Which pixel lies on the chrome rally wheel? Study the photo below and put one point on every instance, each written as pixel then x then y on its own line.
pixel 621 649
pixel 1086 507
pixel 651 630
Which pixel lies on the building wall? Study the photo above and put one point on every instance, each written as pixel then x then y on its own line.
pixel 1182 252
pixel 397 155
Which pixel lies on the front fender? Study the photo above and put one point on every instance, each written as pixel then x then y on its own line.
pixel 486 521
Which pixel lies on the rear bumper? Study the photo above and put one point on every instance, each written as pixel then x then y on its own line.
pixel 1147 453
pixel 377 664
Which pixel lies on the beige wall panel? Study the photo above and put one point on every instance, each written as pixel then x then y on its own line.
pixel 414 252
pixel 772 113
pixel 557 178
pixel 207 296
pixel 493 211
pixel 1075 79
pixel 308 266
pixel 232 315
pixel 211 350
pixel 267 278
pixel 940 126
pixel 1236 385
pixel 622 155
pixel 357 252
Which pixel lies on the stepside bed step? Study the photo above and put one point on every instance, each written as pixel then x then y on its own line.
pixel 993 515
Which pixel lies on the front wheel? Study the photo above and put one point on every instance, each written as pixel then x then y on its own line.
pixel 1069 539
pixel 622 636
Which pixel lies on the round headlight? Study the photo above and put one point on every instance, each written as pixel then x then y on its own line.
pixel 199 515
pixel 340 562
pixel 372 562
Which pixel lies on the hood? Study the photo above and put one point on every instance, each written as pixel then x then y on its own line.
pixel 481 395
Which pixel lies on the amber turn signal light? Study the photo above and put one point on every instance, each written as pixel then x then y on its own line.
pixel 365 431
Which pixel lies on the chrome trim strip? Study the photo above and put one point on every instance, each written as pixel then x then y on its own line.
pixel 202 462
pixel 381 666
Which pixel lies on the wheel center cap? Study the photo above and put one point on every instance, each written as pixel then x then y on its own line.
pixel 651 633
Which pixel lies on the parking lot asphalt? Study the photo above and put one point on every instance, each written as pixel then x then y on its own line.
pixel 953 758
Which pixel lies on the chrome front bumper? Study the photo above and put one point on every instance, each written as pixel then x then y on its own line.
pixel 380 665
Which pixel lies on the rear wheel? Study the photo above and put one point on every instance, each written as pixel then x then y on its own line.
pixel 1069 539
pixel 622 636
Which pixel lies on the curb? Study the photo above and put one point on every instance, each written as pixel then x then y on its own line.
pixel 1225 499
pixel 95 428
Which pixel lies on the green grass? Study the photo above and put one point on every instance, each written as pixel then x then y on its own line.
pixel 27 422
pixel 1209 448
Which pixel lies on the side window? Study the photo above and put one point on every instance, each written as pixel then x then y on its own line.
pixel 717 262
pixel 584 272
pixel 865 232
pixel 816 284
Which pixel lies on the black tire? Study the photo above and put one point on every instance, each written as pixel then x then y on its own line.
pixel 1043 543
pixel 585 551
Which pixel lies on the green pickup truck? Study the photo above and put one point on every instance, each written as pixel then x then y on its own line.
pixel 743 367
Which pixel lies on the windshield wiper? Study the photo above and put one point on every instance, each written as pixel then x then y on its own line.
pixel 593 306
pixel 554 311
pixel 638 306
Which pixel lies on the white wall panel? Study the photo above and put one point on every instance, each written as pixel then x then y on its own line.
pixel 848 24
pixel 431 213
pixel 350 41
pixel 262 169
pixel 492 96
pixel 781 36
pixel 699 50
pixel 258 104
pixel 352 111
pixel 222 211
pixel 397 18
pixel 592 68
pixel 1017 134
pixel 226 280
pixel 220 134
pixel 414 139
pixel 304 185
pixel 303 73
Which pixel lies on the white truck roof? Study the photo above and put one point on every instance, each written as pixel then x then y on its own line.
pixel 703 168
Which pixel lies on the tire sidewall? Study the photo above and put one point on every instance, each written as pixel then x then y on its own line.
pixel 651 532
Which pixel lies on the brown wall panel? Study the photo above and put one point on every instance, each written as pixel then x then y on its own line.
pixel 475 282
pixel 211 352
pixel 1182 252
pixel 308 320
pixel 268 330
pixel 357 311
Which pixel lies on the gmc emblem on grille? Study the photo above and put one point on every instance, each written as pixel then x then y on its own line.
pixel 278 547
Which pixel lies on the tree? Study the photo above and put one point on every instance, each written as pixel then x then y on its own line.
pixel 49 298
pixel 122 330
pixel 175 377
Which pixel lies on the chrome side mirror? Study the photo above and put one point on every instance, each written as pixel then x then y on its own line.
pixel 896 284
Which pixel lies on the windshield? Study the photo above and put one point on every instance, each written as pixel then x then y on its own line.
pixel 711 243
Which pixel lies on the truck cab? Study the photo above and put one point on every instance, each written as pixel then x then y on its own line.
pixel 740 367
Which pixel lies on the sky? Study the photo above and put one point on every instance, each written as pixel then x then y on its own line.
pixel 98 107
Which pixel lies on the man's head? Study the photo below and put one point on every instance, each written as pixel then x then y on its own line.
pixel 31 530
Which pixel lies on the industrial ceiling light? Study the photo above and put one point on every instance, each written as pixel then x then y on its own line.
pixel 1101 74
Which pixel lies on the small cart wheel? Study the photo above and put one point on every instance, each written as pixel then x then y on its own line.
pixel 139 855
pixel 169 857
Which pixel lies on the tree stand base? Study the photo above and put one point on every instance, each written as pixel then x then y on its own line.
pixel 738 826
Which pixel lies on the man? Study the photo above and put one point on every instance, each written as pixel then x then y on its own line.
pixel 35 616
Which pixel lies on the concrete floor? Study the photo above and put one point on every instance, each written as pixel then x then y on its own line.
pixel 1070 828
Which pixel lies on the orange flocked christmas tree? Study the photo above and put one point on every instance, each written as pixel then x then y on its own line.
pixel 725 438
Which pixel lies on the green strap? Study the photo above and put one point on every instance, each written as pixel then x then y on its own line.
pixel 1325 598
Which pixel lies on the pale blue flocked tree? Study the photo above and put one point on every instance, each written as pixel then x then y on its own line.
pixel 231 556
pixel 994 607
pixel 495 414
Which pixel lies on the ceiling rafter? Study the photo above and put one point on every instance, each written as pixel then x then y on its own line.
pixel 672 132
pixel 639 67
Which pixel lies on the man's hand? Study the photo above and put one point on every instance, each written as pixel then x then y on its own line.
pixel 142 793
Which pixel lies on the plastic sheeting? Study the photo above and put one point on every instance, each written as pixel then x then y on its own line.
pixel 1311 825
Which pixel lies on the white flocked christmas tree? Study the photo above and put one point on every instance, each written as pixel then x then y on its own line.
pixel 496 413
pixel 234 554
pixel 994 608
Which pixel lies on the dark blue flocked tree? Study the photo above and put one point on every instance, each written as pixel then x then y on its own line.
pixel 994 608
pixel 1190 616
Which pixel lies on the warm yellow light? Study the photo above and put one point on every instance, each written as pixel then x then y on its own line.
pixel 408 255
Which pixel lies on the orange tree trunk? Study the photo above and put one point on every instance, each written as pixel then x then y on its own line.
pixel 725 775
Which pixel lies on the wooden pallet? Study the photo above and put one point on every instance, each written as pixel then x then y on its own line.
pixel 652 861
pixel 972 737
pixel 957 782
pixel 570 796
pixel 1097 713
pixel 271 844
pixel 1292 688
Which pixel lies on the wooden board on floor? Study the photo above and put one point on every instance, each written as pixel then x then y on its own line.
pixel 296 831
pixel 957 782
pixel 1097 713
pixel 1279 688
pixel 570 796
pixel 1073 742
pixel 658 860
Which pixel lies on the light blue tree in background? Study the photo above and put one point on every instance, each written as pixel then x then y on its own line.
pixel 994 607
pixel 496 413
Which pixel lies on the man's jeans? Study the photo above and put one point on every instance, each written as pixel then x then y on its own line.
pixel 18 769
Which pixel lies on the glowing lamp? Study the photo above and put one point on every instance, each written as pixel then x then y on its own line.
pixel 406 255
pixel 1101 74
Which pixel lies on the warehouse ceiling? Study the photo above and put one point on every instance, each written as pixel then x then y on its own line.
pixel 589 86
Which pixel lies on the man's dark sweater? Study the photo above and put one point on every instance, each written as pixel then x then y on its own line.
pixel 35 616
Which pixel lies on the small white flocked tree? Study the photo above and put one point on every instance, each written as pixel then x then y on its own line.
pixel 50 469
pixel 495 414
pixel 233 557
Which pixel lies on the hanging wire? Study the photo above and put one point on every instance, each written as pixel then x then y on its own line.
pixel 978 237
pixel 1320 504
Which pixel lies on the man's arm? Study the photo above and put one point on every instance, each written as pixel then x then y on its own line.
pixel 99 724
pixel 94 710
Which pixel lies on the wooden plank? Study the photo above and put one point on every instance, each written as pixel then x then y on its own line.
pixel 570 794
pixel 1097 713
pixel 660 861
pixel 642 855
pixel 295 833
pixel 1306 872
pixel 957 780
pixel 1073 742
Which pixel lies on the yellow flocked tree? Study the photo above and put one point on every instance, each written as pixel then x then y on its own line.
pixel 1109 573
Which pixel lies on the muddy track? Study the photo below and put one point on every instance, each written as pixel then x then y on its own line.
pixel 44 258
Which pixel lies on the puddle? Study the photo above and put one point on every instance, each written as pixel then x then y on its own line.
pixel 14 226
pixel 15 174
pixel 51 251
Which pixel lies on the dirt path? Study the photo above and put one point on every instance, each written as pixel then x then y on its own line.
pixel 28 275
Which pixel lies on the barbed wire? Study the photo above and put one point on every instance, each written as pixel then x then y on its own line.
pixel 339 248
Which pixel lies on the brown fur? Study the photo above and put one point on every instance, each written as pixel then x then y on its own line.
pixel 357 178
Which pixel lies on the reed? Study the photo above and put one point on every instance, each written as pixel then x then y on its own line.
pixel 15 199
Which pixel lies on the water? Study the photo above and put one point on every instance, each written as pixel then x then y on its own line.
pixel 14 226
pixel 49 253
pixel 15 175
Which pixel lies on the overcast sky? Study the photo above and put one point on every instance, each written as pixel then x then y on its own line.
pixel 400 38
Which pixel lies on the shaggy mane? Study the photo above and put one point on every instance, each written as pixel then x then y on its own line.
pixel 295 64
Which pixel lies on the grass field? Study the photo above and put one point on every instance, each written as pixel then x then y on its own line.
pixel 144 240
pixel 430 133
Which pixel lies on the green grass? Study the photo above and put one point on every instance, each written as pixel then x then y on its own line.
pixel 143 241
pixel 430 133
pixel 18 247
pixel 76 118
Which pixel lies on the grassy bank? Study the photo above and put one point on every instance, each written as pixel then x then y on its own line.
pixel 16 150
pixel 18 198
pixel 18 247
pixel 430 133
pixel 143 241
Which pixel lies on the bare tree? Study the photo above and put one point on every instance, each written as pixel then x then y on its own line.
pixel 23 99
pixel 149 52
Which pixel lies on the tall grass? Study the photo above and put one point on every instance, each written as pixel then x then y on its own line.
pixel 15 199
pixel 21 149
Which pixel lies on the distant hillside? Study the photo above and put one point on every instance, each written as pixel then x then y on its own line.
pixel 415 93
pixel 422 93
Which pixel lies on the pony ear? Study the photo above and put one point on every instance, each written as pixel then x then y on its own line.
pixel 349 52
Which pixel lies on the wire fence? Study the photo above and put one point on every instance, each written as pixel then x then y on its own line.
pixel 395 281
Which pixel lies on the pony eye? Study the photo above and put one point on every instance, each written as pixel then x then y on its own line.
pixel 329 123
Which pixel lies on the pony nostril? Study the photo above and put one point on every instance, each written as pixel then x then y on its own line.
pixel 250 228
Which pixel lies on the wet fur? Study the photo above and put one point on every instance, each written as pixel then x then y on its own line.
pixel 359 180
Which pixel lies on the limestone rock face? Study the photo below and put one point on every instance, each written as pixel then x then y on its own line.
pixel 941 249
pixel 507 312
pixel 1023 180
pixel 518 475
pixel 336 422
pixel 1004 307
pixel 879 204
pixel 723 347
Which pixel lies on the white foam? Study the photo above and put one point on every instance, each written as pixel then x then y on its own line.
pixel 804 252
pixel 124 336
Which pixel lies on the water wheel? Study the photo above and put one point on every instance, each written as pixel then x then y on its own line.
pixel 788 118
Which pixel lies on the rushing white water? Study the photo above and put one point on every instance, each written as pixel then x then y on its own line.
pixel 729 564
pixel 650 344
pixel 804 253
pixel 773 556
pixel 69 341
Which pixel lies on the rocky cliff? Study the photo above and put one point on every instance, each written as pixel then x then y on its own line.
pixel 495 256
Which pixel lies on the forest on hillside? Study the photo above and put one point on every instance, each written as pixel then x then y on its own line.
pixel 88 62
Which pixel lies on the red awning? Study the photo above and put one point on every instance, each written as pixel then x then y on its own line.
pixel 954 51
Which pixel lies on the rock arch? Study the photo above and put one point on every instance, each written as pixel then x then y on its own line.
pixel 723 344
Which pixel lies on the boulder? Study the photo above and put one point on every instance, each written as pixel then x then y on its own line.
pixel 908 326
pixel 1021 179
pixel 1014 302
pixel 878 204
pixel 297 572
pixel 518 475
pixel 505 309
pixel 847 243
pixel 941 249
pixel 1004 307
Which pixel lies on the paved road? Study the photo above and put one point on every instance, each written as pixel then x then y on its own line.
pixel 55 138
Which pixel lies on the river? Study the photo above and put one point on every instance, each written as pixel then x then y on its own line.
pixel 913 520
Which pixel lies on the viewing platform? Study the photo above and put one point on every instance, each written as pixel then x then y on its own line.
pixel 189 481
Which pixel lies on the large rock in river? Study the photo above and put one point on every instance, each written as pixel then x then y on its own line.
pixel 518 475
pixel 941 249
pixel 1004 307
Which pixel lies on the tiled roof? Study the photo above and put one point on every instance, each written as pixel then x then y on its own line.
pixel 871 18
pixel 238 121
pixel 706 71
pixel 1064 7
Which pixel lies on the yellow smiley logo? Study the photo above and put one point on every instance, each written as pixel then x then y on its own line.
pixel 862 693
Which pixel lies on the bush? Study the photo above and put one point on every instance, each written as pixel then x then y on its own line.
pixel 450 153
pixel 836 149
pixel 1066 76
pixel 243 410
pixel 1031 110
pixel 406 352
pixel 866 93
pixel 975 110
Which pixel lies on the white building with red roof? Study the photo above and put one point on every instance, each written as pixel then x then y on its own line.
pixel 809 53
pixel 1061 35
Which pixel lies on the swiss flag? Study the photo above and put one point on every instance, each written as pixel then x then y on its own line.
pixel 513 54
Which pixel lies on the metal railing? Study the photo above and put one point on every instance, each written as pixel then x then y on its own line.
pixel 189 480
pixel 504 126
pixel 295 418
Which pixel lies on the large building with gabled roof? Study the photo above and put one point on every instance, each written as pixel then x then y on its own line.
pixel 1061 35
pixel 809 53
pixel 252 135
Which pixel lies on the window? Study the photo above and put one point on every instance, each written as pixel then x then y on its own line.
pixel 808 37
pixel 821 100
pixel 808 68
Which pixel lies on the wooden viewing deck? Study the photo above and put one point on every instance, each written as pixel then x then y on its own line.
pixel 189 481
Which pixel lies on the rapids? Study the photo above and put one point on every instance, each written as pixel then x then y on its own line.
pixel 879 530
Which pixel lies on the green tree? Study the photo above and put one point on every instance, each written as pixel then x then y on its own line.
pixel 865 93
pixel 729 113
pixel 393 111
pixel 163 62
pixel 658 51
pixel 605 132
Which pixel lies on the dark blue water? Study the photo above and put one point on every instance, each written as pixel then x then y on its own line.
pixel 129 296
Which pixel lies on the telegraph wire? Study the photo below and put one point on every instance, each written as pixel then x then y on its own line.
--*--
Copy the entries above word for word, from the very first line through the line that contains "pixel 481 395", including that line.

Which pixel lies on the chrome rally wheel? Study the photo below and put one point on every instance, each written as pixel then x then y on its own line.
pixel 621 649
pixel 1086 507
pixel 651 630
Which pixel lies on the building wall? Study the photo above and put one point on every instance, each written as pixel then x then y on its own line.
pixel 1182 252
pixel 397 155
Which pixel lies on the front fender? Study the photo above and put one point on every instance, each written as pixel then x then y on its own line.
pixel 486 521
Which pixel lies on the rear bumper? Study the photo above and put one point on every instance, each written as pixel then x then y on its own line.
pixel 1147 453
pixel 377 664
Which pixel lies on the beige wall panel? Study the photo above and put one point on every instance, each written as pixel then x then y on its own line.
pixel 414 252
pixel 772 113
pixel 557 178
pixel 207 296
pixel 493 211
pixel 1075 79
pixel 308 266
pixel 232 315
pixel 211 350
pixel 267 278
pixel 940 126
pixel 1236 385
pixel 622 155
pixel 357 252
Which pixel lies on the stepside bed step? Study the photo above and put one point on every instance, each written as pixel then x then y on its own line.
pixel 993 515
Which pixel lies on the front wheel? Study the photo above and put one point on every instance, each written as pixel then x then y on its own line.
pixel 1069 539
pixel 622 636
Which pixel lies on the round headlight? Study the photo above and put one point on every instance, each written as pixel then x then y on its own line.
pixel 199 515
pixel 340 562
pixel 372 562
Which pixel lies on the hood? Study the photo above and put one point on every instance, each written as pixel then x then y on its own line.
pixel 481 395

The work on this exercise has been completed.